_Given instruction_: Write the next part of the reflection on rewatching Un Chien Andalou, picking up after its final sentence.

_Selected extract_:
I was not surprised that our screenings begin with Luis Bunuel's Un Chien Andalou. That's one of my three. I watched it again this afternoon (It's under twenty minutes in running time). The opening scene with the eye remains as confronting now as it was when I first watched - I don't know how long ago. Once again, I closed my eyes because it's too difficult to look at. Modern day gore and guts and comic book violence have little effect on me. The willing suspense of disbelief seldom kicks in when shock-horror violence of absurd unreality and computer-generated fakery fills the screen. But I can't follow that open razor across the character's eye, even though I know the scene was filmed using the eye of a dead calf. I've no doubt the impulse to turn away, to not look is exactly what the film-makers were after. Nevertheless it's impressive that almost ninety years later, knowing what's coming, and knowing how the shot was constructed it still retains its power to shock; I still can't look.

_Source excerpt_:
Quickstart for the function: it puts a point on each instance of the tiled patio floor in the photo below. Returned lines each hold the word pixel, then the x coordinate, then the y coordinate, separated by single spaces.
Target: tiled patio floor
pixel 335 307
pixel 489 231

_Exercise result_:
The film is, of course, surrealist bonkers. One would expect nothing less of a project in which Salvador Dali participated. (I did not know he plays one of the priests being hauled across the bedroom floor. I think I did know, however, that it's Bunuel himself who wields the open razor). I laughed when I read that Dali thought the film had failed his co-author intentions at its first showing. No fight broke out among the audience, which reads like a who's who of the Parisian avant garde. Freud and psychoanalysis must have seemed so revolutionary in the mid-twenties. The film-makers must have felt they were pushing the boundaries of the still-new medium of film and the barely developed idea of spectatorship. Maybe they were.

I wonder what they would make of today's voyeuristic, reality-show culture? Dali might have loved its frivolous excess of attention-seeking performance (although he may also have despaired at the dearth of technical skill, irony and intellect to underpin it). Bunuel might have thought his worst nightmares were being realised. I shall see if the course sheds any light on those, not entirely idle speculations.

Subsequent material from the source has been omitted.